AIM OF THE EXERCISE: Turn every line of the records below into one numbered list, leaving out blank lines and the pictures.

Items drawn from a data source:
★ ★ ★ ★

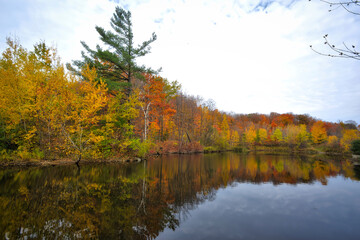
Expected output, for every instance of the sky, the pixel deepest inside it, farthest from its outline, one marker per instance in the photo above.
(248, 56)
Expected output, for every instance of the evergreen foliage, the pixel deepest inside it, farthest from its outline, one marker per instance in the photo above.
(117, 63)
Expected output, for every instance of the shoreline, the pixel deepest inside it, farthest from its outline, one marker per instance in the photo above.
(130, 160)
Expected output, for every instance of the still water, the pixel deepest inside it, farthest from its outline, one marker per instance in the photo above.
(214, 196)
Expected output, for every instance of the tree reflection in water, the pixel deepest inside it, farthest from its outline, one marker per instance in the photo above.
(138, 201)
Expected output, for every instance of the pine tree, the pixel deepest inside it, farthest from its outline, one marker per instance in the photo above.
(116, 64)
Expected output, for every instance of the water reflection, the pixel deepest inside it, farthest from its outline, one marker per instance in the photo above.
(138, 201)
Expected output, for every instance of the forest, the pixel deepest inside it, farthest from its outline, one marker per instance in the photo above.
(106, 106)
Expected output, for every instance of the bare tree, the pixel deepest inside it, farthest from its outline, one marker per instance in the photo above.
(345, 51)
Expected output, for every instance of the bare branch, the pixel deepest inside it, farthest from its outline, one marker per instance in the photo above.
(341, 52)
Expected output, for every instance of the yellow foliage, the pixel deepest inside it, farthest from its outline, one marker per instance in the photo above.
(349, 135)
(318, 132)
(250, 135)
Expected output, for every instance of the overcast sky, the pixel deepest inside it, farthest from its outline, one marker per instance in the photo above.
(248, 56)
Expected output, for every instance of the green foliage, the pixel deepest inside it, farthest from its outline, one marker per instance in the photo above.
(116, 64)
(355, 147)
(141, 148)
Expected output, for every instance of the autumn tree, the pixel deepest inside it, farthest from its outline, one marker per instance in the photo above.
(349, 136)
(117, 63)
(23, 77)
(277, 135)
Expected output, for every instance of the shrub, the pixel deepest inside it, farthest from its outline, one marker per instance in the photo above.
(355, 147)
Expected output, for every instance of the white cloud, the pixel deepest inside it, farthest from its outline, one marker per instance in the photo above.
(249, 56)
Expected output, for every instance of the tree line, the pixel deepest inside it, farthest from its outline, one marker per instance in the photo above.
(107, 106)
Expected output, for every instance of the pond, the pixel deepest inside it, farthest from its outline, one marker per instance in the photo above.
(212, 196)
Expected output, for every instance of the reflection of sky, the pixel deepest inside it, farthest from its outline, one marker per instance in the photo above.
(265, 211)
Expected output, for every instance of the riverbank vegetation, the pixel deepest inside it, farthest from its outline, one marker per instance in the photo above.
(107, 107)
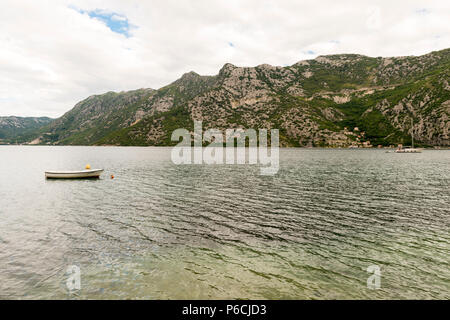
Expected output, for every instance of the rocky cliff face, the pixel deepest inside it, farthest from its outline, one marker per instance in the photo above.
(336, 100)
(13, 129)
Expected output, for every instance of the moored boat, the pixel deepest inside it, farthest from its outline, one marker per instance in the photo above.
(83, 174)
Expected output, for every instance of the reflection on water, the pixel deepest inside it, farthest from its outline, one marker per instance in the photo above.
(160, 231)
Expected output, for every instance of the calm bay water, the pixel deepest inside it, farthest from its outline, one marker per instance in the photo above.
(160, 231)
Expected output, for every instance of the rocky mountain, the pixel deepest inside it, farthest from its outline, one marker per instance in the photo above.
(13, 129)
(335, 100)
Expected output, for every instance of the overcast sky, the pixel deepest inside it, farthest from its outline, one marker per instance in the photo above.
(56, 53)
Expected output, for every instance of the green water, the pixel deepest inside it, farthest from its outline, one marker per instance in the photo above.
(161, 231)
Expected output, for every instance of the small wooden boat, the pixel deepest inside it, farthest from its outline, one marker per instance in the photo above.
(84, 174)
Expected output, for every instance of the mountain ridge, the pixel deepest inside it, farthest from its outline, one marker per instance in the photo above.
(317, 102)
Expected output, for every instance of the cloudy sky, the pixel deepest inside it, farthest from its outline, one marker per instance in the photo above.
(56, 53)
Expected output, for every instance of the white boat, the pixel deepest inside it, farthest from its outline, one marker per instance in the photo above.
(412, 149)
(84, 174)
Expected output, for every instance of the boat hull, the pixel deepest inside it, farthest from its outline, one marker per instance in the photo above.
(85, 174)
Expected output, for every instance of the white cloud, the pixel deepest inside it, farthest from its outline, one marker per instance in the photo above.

★ ★ ★ ★

CORRECT RESULT:
1. Expected output, for every instance of the sky, the pixel deepest inside it, farthest from its outline, one marker per instance in the photo above.
2. (248, 56)
3. Expected output, for every instance of the evergreen foliage, the pixel deepest inside it, farthest from its outline, one marker per instance in the photo above.
4. (117, 63)
5. Expected output, for every instance of the shoreline, the pixel deepest inside it, farthest from its outline, one marker per instance in the photo above.
6. (130, 160)
7. Expected output, for every instance of the still water, the pixel deepest inside it, farthest from its outline, one marker per instance in the photo above.
8. (214, 196)
9. Expected output, for every instance of the tree reflection in water, the pixel deepest inside it, farthest from its outline, one marker per instance in the photo above.
10. (138, 201)
11. Expected output, for every instance of the pine tree, the pixel deepest inside it, farthest from its outline, one marker per instance in the photo above.
12. (116, 64)
13. Expected output, for every instance of the water reflection, the pixel deepest inside it, farthest from its outline, one marker per instance in the photo above.
14. (138, 201)
15. Expected output, for every instance of the forest, the pixel deepest inside it, farthest from its outline, one marker per instance in the photo above.
16. (106, 106)
17. Expected output, for every instance of the bare tree, the pixel deepest inside it, farthest from its outline, one marker per instance in the photo above.
18. (345, 51)
19. Expected output, for every instance of the bare branch, the pixel deepest inside it, farthest from its outline, one marker per instance in the photo above.
20. (341, 52)
21. Expected output, for every instance of the yellow foliage, the pixel deepest inside it, farthest from its outline, one marker per instance in the photo above.
22. (349, 135)
23. (318, 132)
24. (250, 135)
25. Expected output, for every instance of the overcast sky, the pixel deepest inside it, farthest from its outline, one marker per instance in the photo above.
26. (248, 56)
27. Expected output, for every instance of the green foliage, the pixel deepest inside it, farthest from its outline, one marker per instance in the photo above.
28. (116, 64)
29. (355, 147)
30. (141, 148)
31. Expected output, for every instance of the autumn tree, the pixel deepest inside it, farthest from its outline, one marker per instance in the photo above.
32. (349, 136)
33. (117, 63)
34. (23, 77)
35. (277, 135)
36. Expected output, for every instance of the shrub, the pixel deepest inside it, farthest from its outline, one marker per instance in the photo above.
37. (355, 147)
38. Expected output, for every instance of the white cloud, the pixel deepest inside it, farthest from its outline, one marker per instance in the photo above.
39. (249, 56)
40. Expected output, for every instance of the tree line, the pixel deepest inside it, farthest from its outline, one marker per instance in the photo above.
41. (107, 106)
42. Expected output, for every instance of the pond, the pixel deepest inside it, farthest from its outline, one marker per instance in the photo above.
43. (212, 196)
44. Expected output, for every instance of the reflection of sky, the pixel deepest inside it, farthest from its outline, one marker per instance in the photo above.
45. (265, 211)
46. Expected output, for every instance of the riverbank vegetation, the pixel deepest inside it, farthest from its outline, one marker per instance in the photo above.
47. (107, 107)
48. Expected output, for every instance of the rocky cliff face, the pixel deepest inside it, farthest from its outline, one marker per instance in the photo above.
49. (336, 100)
50. (13, 129)
51. Expected output, for every instance of the moored boat, the pixel deepest inside it, farthest from its outline, one marker per instance in the photo above.
52. (83, 174)
53. Expected output, for every instance of the reflection on water, the pixel deepest inside it, farthest from its outline, one marker per instance in the photo above.
54. (160, 231)
55. Expected output, for every instance of the calm bay water, the pixel deepest inside it, farthest from its outline, one marker per instance in the photo above.
56. (160, 231)
57. Expected output, for every instance of the rocky mountain, the pixel deepest inside it, farthest from its outline, one marker per instance in the photo above.
58. (13, 129)
59. (335, 100)
60. Expected output, for every instance of the overcast sky, the pixel deepest inside it, farthest from its outline, one marker per instance in the photo above.
61. (56, 53)
62. Expected output, for every instance of the green water, the pixel deepest inside it, farthest from its outline, one marker per instance in the photo above.
63. (161, 231)
64. Expected output, for every instance of the small wooden boat, the pixel deepest inside it, farthest from its outline, one marker per instance in the photo above.
65. (84, 174)
66. Expected output, for every instance of the mountain ridge, the pixel deepest inside it, farthest from its outline, one marker per instance in the photo above.
67. (317, 102)
68. Expected output, for every instance of the cloudy sky, the pixel deepest inside it, farthest from its outline, one marker per instance in the photo above.
69. (56, 53)
70. Expected output, for every instance of the white boat, the pixel deepest inside it, farthest from its outline, one marker per instance in the photo above.
71. (412, 149)
72. (84, 174)
73. Expected output, for every instance of the boat hull, the pixel deepest inside it, farthest from its outline, one marker per instance in the photo above.
74. (85, 174)
75. Expected output, for every instance of the white cloud, the pixel deepest inside it, farthest from its outline, one marker per instance in the photo above.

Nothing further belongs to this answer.